--- Document section ---
[BEGIN]

AMAG Austria Metall AG, Ranshofen, Austria, is a manufacturer of aluminum semis and cast-house products for the processing industry. The company has its casting and rolling operations in Ranshofen and a smelter in Sept-Iles, Quebec, Canada. It manufactures products for a diverse customer base, including markets such as aircraft, automotive, bike/motorbike, consumer electronics, decoration, packaging, heat exchanger, lighting and sporting equipment. 

The company has worked with B+S on several projects, including a recently installed aluminum slitting line, which was purchased as part of an overall quality initiative. AMAG wanted to increase its line capacity; improve cutting edges and surface quality, especially on soft strips; improve coiling quality and tension; and increase flexibility to meet customer requirements, in particular with respect to special sizes. 

 “Ever-closer manufacturing tolerances and quality demands are becoming increasingly important,” says Georg Weger, managing director, AMAG rolling. “Accuracy and precision are very important to our customers, and these requirements will play an even bigger role in the future. The experience of B+S and the high standard of precision in the slitting lines, especially for thin and delicate metal strips, prompted us to decide to buy the line from B+S.”

“The line is a combined wide-strip slitting unit for aluminum material with or without delicate surfaces,” Baral says. “The maximum width of the incoming material is 1,900 millimeters, the thickness range is 0.2 millimeters to 2.0 millimeters, the line speed runs up to 800 meters per minute for edge trimming and up to 400 meters per minute for slitting.”

[END]

--- Exercise requirements ---
1 > According to the AMAG passage, where is the company's smelter located?
2 > Retype the AMAG passage from "The company has worked" up to and including "to special sizes.".

--- Data block ---
[BEGIN]

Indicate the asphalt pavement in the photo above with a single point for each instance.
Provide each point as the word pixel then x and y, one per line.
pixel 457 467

[END]

--- Response list ---
1 > Sept-Iles, Quebec, Canada.

2 >
The company has worked with B+S on several projects, including a recently installed aluminum slitting line, which was purchased as part of an overall quality initiative. AMAG wanted to increase its line capacity; improve cutting edges and surface quality, especially on soft strips; improve coiling quality and tension; and increase flexibility to meet customer requirements, in particular with respect to special sizes.